### EXCERPT
The Hormone Solution: Stay Younger Longer with Natural Hormone and Nutrition Therapies by Thierry Dr Hertoghe

The Hormone Solution: Stay Younger Longer with Natural Hormone and Nutrition Therapies by Thierry Dr Hertoghe

Author:Thierry Dr Hertoghe [Hertoghe, Thierry Dr]
Language: eng
Format: mobi
Tags: Non-Fiction: Health
Publisher: Random House, Inc.
Published: 2010-03-25T00:00:00+00:00


GOOD NIGHT

Fortunately, there is a better way. For most people, correcting hormonal deficiencies can restore the days of sound, refreshing sleep. This chapter covers them all. But first, let’s look more closely at just what goes on during a single night’s sleep. The process of falling asleep and the different phases that make up sleep are variously affected by hormones.

Sleep is a five-stage cycle repeated three to five times a night. Each cycle lasts one and a half to two hours, and there are a few minutes of downtime between each cycle.

When you go to bed, as soon as you close your eyes, brain waves in the characteristic low-and-short beta pattern change into alpha waves, which are higher and longer. You remain awake, but your muscles relax. Progressively, sleep sets in. You slip, at first, into light sleep, now with larger, irregular theta waves. This is stage one.

You doze off, overwhelmed by an agreeable sleepiness and exhibiting different large, irregular brain waves called single-complex K waves. After brief states of consciousness during light sleep, your heart begins to beat more slowly and your blood pressure and temperature drop (stage two).

The duration of stages one and two lengthens over time. When you are forty-five, they take about forty minutes combined. By the time you are sixty-five, they average seventy-three minutes.

Next, you gently enter into deep sleep. This heavier sleep features large, slow delta brain waves, which induce a pleasant state of well-being (stages three and four). Stage four features slower wavelengths on the electroencephalogram (EEG) than stage three. These stages together last close to three and a half hours a night in young adults, declining to less than two hours in people over sixty-five.

You now enter into the REM (rapid eye movement) phase, or dream sleep (stage five). Short and fast waves cross the brain, a sign of intense activity. This is sometimes called paradoxical sleep because it brings together a state of deep sleep in which almost all the muscles relax and the limbs go soft with a state of hyperactivity in the brain and the eyes. This dream phase, repeated many times during the night, is very important. It lets you recover from exertion and assimilate the day’s happenings into your memory. The longer your REM phase, the better your memory will be. At twenty, it will last almost three hours a night, but that is gradually reduced over time to little more than an hour and a half in people over sixty-five.

### EXTRACTED RECORDS

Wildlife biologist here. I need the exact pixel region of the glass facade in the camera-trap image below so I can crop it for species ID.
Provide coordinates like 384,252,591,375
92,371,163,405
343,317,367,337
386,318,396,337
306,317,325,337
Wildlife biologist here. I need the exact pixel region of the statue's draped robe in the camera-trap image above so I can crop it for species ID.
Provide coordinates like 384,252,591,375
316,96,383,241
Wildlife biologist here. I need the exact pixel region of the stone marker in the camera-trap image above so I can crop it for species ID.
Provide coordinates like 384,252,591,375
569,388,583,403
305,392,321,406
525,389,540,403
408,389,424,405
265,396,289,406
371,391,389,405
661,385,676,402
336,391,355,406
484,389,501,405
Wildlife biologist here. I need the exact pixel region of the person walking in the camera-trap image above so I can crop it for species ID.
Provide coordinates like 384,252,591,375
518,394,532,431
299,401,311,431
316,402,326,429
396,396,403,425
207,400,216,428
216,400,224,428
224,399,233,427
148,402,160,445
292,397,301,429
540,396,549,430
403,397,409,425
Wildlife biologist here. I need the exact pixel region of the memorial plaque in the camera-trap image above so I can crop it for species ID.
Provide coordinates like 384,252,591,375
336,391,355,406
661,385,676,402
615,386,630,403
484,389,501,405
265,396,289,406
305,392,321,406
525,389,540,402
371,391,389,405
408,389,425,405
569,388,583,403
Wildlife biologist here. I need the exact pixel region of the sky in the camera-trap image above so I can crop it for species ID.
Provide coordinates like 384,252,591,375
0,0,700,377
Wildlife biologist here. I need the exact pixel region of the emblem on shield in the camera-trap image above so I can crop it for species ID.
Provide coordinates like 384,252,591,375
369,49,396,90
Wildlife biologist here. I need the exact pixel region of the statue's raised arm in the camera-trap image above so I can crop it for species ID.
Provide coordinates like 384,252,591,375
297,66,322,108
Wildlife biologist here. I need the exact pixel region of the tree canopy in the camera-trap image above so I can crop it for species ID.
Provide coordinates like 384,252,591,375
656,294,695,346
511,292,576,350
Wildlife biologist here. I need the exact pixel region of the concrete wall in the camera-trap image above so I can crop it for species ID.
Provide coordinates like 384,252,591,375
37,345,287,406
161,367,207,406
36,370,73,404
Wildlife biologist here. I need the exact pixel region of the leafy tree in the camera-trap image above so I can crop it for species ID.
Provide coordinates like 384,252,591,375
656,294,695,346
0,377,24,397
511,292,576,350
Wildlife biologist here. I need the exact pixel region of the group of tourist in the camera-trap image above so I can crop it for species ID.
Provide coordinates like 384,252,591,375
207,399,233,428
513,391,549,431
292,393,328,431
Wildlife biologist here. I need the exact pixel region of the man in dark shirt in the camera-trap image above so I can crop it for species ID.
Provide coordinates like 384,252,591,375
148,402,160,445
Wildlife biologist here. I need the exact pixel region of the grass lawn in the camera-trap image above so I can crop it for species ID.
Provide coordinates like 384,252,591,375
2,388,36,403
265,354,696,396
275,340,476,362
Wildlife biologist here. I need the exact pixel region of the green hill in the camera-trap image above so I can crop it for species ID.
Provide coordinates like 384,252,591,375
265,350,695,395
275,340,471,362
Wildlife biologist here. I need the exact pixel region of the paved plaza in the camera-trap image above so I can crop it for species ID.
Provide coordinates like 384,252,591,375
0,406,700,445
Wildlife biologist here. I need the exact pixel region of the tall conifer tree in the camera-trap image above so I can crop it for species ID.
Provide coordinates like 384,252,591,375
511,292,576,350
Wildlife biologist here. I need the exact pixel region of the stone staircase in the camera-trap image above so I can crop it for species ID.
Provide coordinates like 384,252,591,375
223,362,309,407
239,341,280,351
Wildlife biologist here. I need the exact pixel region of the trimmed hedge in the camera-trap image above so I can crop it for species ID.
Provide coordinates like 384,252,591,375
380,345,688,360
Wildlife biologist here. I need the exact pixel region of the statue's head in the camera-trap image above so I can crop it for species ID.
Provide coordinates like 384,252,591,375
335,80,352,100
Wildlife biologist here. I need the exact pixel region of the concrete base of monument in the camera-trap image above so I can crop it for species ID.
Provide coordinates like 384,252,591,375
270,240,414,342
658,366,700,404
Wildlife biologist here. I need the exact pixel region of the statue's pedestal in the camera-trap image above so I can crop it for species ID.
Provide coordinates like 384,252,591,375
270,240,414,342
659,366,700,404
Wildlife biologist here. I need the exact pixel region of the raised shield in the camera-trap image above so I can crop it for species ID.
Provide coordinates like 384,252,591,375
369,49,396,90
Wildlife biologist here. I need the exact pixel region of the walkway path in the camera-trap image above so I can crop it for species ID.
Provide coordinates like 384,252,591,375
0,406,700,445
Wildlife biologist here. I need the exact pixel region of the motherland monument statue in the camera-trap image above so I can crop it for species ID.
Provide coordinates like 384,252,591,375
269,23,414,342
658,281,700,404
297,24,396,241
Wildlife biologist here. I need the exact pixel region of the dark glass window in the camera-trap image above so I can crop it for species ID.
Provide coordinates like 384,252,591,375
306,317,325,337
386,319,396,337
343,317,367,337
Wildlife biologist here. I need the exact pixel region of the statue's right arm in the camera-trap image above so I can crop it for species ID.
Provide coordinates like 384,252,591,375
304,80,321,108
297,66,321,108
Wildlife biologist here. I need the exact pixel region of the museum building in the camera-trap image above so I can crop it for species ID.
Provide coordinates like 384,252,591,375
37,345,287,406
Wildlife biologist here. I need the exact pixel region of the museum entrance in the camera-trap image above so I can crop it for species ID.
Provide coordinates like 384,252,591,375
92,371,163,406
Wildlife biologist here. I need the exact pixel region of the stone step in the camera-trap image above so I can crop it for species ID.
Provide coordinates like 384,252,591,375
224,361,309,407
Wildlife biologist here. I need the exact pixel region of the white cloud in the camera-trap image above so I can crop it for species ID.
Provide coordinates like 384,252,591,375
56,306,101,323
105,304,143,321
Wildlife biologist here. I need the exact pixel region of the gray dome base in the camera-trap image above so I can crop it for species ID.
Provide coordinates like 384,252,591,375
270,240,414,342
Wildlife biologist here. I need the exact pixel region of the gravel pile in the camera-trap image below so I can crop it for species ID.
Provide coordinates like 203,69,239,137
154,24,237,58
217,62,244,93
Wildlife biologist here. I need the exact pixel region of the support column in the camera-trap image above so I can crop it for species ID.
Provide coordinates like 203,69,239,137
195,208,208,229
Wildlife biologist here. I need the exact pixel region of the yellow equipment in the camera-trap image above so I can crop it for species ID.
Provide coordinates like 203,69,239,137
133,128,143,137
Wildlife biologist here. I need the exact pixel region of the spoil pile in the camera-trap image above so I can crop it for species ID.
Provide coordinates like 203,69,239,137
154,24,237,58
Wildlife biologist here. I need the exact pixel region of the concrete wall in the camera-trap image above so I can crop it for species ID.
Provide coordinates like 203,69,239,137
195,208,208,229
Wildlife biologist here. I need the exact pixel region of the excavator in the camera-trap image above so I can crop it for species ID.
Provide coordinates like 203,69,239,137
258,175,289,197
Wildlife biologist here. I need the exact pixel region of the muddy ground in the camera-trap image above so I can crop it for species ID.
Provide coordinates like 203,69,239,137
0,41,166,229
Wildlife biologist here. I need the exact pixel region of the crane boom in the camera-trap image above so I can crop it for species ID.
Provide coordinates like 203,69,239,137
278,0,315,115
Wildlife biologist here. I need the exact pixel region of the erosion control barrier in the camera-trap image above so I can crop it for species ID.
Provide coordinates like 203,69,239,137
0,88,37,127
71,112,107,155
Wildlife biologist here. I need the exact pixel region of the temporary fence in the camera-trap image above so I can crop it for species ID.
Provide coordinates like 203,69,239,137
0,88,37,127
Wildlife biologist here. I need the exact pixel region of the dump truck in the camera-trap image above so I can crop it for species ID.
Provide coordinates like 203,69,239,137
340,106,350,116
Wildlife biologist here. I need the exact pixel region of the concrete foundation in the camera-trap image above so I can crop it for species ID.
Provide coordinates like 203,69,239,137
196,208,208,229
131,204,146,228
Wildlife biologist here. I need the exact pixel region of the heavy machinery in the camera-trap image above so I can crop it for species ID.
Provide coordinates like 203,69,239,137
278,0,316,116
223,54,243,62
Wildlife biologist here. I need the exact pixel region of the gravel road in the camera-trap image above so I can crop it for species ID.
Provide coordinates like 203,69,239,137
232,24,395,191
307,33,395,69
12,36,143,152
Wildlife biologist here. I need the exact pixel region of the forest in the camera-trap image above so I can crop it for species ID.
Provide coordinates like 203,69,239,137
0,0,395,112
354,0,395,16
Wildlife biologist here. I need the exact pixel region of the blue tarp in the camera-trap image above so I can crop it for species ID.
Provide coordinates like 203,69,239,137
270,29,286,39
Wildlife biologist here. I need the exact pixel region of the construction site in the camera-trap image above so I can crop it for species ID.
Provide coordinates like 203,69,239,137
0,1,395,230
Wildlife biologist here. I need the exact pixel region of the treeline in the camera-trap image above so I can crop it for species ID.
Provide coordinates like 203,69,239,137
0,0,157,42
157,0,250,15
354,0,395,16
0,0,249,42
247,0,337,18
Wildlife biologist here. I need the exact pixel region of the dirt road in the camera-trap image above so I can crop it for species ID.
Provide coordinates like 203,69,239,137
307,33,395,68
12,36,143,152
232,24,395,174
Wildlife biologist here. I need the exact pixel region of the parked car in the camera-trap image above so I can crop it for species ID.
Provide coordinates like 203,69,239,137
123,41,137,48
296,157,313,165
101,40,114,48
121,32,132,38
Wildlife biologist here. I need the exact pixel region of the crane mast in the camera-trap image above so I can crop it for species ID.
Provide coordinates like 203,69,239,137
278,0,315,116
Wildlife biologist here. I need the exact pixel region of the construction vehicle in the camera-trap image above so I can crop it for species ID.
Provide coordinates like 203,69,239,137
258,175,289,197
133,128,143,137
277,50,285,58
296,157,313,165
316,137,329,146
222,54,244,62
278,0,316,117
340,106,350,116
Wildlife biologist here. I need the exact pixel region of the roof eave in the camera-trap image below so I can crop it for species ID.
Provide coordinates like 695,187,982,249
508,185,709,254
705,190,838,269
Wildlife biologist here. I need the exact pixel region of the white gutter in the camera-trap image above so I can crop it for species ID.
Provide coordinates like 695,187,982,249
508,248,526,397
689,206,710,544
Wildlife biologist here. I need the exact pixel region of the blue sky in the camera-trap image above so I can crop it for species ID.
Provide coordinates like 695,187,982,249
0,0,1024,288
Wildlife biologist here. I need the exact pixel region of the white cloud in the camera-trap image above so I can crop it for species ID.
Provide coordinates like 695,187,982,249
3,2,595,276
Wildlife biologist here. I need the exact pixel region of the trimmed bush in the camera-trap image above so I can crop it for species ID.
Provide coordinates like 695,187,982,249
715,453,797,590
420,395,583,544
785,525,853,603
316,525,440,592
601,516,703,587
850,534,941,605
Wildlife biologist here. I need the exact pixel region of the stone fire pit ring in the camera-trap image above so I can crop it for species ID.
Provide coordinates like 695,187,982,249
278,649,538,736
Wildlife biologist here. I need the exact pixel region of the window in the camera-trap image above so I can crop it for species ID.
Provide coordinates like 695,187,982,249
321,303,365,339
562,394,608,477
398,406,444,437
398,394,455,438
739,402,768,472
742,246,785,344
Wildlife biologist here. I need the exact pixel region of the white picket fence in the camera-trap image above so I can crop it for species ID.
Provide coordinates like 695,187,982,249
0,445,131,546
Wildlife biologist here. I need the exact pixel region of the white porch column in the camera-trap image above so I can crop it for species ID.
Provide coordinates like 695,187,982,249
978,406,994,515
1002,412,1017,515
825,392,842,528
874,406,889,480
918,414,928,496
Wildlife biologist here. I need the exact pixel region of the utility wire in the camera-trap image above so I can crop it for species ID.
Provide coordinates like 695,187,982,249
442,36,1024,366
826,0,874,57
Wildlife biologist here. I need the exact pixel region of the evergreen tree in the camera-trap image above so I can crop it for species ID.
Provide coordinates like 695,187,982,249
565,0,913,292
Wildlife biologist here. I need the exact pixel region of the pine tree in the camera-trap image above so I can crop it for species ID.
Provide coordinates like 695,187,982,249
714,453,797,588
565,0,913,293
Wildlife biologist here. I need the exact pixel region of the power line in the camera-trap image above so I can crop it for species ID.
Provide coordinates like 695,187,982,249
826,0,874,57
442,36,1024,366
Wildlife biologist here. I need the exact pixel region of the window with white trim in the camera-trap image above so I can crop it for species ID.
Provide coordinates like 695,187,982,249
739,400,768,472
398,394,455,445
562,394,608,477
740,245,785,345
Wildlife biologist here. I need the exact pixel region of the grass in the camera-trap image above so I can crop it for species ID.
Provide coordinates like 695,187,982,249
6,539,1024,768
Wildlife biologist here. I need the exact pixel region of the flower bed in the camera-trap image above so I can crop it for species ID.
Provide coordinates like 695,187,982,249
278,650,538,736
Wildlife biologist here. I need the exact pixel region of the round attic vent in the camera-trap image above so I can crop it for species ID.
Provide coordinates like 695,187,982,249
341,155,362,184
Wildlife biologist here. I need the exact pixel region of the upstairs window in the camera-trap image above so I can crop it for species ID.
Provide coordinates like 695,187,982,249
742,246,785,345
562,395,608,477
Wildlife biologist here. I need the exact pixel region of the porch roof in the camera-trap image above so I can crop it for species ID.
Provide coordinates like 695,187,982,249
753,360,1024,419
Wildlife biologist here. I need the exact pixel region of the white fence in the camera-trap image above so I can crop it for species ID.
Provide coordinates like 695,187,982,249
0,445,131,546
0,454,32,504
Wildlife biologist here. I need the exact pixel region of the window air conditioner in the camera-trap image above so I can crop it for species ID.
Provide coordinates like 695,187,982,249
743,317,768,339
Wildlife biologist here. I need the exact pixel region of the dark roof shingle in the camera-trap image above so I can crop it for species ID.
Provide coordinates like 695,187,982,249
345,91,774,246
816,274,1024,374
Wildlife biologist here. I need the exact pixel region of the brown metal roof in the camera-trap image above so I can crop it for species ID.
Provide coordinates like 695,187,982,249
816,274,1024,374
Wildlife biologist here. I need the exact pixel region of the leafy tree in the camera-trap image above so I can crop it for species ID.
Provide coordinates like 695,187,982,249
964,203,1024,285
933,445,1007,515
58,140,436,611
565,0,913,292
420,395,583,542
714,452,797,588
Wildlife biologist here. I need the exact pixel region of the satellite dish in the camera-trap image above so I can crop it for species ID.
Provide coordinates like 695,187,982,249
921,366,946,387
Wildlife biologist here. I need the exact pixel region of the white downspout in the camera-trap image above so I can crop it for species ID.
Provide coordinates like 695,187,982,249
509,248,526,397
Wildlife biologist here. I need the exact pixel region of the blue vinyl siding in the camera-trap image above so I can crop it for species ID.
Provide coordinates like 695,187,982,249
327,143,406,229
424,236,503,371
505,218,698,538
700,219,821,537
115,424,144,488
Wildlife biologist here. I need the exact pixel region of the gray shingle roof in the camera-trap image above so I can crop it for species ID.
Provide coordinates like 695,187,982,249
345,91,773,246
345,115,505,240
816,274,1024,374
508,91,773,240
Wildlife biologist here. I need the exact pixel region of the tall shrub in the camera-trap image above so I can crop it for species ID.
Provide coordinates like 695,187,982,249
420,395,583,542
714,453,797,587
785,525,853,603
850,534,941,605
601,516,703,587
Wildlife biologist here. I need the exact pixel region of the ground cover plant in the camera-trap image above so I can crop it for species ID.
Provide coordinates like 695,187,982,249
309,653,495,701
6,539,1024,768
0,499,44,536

### TASK GOAL
Copy word for word the passage of the sleep excerpt from "Fortunately, there is" up to and including "affected by hormones.".

### WRITTEN SOLUTION
Fortunately, there is a better way. For most people, correcting hormonal deficiencies can restore the days of sound, refreshing sleep. This chapter covers them all. But first, let’s look more closely at just what goes on during a single night’s sleep. The process of falling asleep and the different phases that make up sleep are variously affected by hormones.